• **WHAT TO DO**:
Output as a numbered list the lines from the one containing "patch and report the pixel coordinates." through the last line of the entries, leaving out any blank lines.

(Position annotation entries)

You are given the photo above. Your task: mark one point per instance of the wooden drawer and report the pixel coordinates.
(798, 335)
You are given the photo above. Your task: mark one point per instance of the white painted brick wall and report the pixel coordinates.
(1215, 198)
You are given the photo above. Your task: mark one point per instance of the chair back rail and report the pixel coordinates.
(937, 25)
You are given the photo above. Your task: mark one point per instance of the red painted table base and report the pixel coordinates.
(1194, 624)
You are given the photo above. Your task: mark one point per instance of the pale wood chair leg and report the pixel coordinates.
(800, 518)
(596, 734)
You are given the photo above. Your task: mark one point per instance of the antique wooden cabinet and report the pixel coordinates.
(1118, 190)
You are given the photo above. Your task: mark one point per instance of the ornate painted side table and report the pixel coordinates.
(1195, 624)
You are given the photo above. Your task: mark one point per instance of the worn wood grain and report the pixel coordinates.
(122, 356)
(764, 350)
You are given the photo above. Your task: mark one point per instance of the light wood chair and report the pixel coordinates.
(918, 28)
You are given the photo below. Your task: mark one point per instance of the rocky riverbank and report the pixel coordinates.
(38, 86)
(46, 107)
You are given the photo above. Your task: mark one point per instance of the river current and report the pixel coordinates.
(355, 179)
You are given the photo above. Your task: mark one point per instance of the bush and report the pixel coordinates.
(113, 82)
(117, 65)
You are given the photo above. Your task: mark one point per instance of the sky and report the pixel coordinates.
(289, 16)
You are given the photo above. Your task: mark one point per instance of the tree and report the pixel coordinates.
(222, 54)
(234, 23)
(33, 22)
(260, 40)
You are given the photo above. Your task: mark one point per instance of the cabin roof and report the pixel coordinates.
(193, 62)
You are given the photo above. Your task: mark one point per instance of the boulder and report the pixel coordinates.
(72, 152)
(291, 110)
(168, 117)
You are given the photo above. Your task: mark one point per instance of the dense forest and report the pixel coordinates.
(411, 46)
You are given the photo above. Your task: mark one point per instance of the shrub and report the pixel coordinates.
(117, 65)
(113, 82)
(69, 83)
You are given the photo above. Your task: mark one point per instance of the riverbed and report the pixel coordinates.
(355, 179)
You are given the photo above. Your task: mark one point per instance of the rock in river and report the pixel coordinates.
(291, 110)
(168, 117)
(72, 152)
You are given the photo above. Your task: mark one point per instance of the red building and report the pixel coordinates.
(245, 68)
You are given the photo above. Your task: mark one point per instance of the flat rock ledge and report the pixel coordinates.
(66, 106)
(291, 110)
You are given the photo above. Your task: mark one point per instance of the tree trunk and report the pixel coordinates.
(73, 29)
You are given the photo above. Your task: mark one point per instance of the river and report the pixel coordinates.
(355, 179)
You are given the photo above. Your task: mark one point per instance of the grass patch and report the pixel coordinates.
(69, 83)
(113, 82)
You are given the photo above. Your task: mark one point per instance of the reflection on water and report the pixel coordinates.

• **RESULT**:
1. You are given the photo above. Your task: mark one point per instance of the grass patch and report the pixel coordinates.
2. (69, 83)
3. (113, 82)
4. You are given the photo above. Your task: mark one point per instance of the reflection on water and report the pixel coordinates.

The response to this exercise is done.